> **Task to complete**
How many lines of the records hold the string "below"? Reply with the number alone.

> **Extracted entries**
* * *
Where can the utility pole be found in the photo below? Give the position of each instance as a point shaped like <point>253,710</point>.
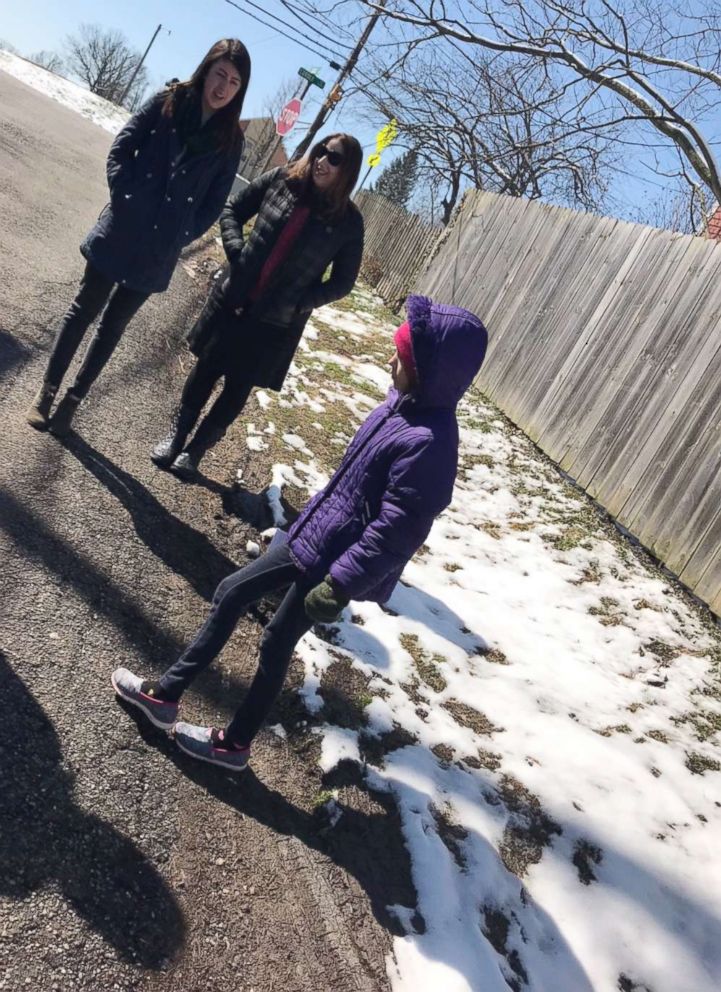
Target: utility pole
<point>334,96</point>
<point>137,67</point>
<point>277,140</point>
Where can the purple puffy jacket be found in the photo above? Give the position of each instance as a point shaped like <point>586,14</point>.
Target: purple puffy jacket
<point>398,472</point>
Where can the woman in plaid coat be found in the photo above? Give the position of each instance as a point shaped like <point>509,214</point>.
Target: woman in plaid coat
<point>254,317</point>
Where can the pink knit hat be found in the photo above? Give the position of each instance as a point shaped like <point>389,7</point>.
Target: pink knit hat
<point>404,345</point>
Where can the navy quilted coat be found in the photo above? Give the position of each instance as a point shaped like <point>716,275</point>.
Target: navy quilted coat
<point>160,201</point>
<point>399,470</point>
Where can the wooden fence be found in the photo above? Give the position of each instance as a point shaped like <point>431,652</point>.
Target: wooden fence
<point>398,246</point>
<point>605,348</point>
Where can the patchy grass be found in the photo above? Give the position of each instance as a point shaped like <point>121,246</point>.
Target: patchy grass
<point>590,573</point>
<point>666,653</point>
<point>608,612</point>
<point>444,753</point>
<point>495,926</point>
<point>469,717</point>
<point>699,764</point>
<point>452,834</point>
<point>427,667</point>
<point>470,462</point>
<point>619,728</point>
<point>529,829</point>
<point>483,759</point>
<point>374,749</point>
<point>344,691</point>
<point>323,797</point>
<point>705,723</point>
<point>492,529</point>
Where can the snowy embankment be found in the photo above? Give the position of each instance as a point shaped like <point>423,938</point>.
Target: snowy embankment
<point>544,705</point>
<point>72,95</point>
<point>542,702</point>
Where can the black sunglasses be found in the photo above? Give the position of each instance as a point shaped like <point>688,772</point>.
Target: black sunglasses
<point>334,158</point>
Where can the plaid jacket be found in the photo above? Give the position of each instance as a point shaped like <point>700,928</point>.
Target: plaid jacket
<point>295,288</point>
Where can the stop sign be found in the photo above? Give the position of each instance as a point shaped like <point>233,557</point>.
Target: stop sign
<point>288,116</point>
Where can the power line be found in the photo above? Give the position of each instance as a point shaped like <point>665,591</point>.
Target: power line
<point>285,34</point>
<point>314,27</point>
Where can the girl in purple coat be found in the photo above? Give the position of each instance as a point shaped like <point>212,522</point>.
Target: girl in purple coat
<point>351,541</point>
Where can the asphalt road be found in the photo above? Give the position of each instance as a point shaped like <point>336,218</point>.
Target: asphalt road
<point>122,864</point>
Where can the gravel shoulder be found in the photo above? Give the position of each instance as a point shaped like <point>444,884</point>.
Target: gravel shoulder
<point>121,866</point>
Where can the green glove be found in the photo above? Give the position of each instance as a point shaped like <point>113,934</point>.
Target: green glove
<point>324,603</point>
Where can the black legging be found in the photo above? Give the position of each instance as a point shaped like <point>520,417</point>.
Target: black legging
<point>95,291</point>
<point>213,364</point>
<point>273,570</point>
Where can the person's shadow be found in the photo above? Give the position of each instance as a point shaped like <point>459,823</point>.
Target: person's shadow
<point>185,550</point>
<point>369,845</point>
<point>45,838</point>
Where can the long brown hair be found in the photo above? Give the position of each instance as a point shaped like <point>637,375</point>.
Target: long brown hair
<point>225,121</point>
<point>334,200</point>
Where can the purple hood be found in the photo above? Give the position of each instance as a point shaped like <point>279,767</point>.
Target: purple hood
<point>398,472</point>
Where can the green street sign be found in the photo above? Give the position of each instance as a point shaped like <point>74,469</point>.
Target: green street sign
<point>311,77</point>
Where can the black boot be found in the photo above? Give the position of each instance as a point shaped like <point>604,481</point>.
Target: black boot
<point>38,415</point>
<point>206,437</point>
<point>165,453</point>
<point>61,420</point>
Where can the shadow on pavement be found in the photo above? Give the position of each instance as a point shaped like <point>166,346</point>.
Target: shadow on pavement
<point>12,352</point>
<point>185,550</point>
<point>46,839</point>
<point>368,845</point>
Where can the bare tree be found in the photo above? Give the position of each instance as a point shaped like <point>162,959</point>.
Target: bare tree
<point>629,62</point>
<point>492,124</point>
<point>104,61</point>
<point>48,60</point>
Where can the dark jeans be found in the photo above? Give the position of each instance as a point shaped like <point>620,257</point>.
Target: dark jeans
<point>274,570</point>
<point>96,290</point>
<point>215,363</point>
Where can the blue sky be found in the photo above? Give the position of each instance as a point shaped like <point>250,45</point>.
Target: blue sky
<point>189,28</point>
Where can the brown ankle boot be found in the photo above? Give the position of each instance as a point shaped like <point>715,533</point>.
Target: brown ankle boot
<point>39,412</point>
<point>62,419</point>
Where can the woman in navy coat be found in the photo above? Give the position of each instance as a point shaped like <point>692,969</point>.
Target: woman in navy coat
<point>169,171</point>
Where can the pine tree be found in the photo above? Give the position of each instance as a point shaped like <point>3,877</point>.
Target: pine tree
<point>398,180</point>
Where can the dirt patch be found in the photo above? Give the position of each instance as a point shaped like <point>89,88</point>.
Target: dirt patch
<point>472,718</point>
<point>626,984</point>
<point>585,855</point>
<point>495,927</point>
<point>699,764</point>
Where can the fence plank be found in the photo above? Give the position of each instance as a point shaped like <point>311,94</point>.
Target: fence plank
<point>604,347</point>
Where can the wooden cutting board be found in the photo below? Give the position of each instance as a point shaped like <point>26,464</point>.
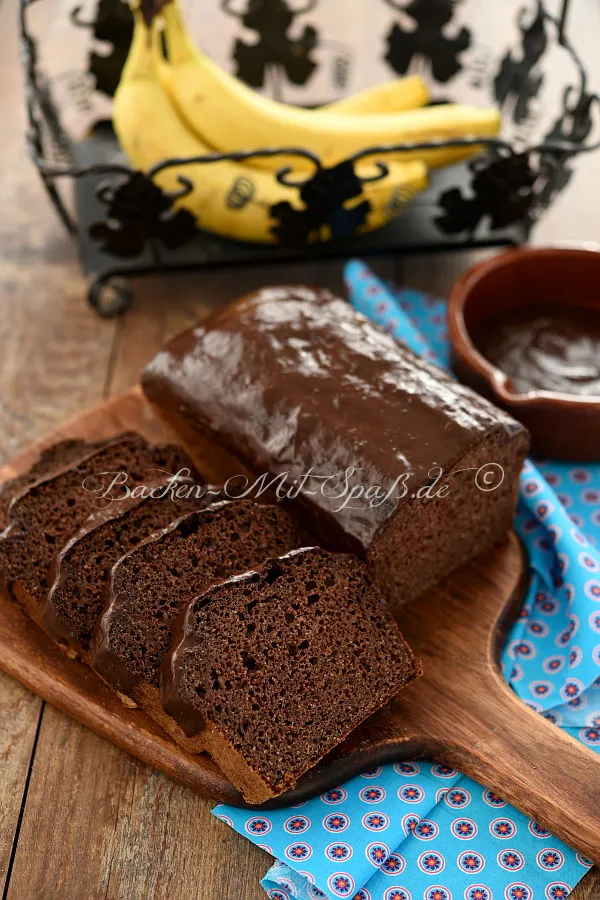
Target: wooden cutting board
<point>461,712</point>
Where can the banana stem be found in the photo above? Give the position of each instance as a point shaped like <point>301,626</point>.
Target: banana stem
<point>179,46</point>
<point>140,62</point>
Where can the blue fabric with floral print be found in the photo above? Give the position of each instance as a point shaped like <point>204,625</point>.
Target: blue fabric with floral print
<point>421,831</point>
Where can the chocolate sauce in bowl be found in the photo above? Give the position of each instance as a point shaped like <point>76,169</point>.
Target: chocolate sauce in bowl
<point>545,349</point>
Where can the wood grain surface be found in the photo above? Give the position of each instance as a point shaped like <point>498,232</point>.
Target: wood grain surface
<point>80,819</point>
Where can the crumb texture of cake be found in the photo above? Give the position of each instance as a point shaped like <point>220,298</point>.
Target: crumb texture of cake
<point>82,569</point>
<point>272,669</point>
<point>293,380</point>
<point>150,585</point>
<point>46,515</point>
<point>57,456</point>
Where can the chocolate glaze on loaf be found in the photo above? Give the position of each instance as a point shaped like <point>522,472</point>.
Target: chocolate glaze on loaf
<point>150,585</point>
<point>44,517</point>
<point>272,669</point>
<point>82,568</point>
<point>295,381</point>
<point>57,456</point>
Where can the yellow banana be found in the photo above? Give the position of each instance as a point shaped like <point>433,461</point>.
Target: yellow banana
<point>230,116</point>
<point>391,96</point>
<point>227,198</point>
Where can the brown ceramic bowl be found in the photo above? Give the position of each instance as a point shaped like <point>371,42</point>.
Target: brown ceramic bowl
<point>562,426</point>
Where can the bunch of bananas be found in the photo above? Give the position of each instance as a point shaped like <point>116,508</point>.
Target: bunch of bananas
<point>180,105</point>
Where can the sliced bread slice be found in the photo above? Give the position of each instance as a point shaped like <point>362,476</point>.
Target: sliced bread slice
<point>44,517</point>
<point>152,583</point>
<point>82,568</point>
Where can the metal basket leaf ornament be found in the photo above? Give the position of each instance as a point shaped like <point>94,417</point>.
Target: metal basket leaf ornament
<point>125,224</point>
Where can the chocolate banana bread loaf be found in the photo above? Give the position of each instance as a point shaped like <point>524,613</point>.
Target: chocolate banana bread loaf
<point>81,570</point>
<point>271,669</point>
<point>153,582</point>
<point>44,517</point>
<point>388,454</point>
<point>57,456</point>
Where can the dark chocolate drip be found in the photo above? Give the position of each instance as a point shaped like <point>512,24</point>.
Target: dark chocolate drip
<point>295,381</point>
<point>546,349</point>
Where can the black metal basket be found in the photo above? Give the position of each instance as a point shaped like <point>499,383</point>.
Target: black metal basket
<point>124,224</point>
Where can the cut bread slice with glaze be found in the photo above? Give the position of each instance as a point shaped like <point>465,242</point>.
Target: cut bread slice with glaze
<point>270,670</point>
<point>151,584</point>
* * *
> **Answer to this exercise**
2